### WRITTEN EXERCISE
Would you set down every entry shown below, precisely as written?

### EXERCISE INPUT
-- Begin --

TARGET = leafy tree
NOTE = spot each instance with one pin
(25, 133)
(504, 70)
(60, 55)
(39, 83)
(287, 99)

-- End --

### OUTPUT
TARGET = leafy tree
NOTE = spot each instance with one pin
(25, 133)
(504, 70)
(60, 55)
(39, 83)
(287, 99)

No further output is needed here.